Some records
⟨
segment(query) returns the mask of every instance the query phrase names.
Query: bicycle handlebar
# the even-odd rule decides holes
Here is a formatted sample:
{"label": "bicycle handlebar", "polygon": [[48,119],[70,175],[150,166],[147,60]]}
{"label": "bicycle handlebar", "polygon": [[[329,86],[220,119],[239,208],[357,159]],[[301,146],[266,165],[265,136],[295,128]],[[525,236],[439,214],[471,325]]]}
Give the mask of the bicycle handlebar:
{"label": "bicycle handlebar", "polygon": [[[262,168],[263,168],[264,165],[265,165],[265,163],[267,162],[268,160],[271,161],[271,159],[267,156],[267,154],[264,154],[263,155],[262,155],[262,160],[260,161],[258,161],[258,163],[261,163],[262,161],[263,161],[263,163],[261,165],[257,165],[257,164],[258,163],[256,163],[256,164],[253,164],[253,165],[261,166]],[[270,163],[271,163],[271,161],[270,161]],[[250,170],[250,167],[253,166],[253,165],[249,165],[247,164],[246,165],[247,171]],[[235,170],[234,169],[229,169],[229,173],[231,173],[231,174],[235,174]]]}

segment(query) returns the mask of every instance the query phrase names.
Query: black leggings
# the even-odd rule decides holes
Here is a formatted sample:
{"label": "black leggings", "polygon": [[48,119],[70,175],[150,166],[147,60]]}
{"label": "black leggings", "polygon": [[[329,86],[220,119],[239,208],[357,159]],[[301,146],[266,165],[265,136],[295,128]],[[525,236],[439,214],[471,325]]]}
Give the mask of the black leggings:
⟩
Rewrite all of these lines, requests included, multiplying every polygon vertex coordinate in the answers by 1.65 and rounding to whole numbers, with halves rounded up.

segment(query) returns the mask of every instance the query phrase names.
Query: bicycle handlebar
# the even-odd rule decides holes
Here is a formatted sample:
{"label": "bicycle handlebar", "polygon": [[48,119],[70,175],[150,166],[147,60]]}
{"label": "bicycle handlebar", "polygon": [[[329,86],[220,119],[239,208],[357,159]],[[301,146],[266,165],[265,136],[295,128]],[[525,236],[439,214],[471,325]]]}
Give the mask of the bicycle handlebar:
{"label": "bicycle handlebar", "polygon": [[[432,277],[434,277],[436,272],[437,272],[437,269],[441,267],[442,264],[447,266],[447,262],[441,257],[441,254],[436,254],[434,256],[432,256],[432,264],[429,266],[426,266],[426,269],[431,269],[432,266],[434,266],[434,269],[431,272],[424,272],[424,271],[426,269],[422,269],[422,271],[417,271],[417,272],[431,274]],[[446,269],[447,269],[447,266],[446,266]],[[413,281],[413,276],[417,274],[417,272],[411,272],[408,271],[406,272],[408,282]],[[388,281],[386,279],[378,279],[378,285],[381,285],[381,287],[388,287]]]}

segment(query) returns the mask of every instance the query phrase names.
Query: black leggings
# the even-odd rule decides holes
Here is a formatted sample:
{"label": "black leggings", "polygon": [[48,119],[70,175],[150,166],[147,60]]}
{"label": "black leggings", "polygon": [[[329,86],[220,119],[239,208],[357,159]],[[301,146],[266,165],[265,136],[295,128]],[[525,236],[439,214],[471,325]]]}
Give the mask of the black leggings:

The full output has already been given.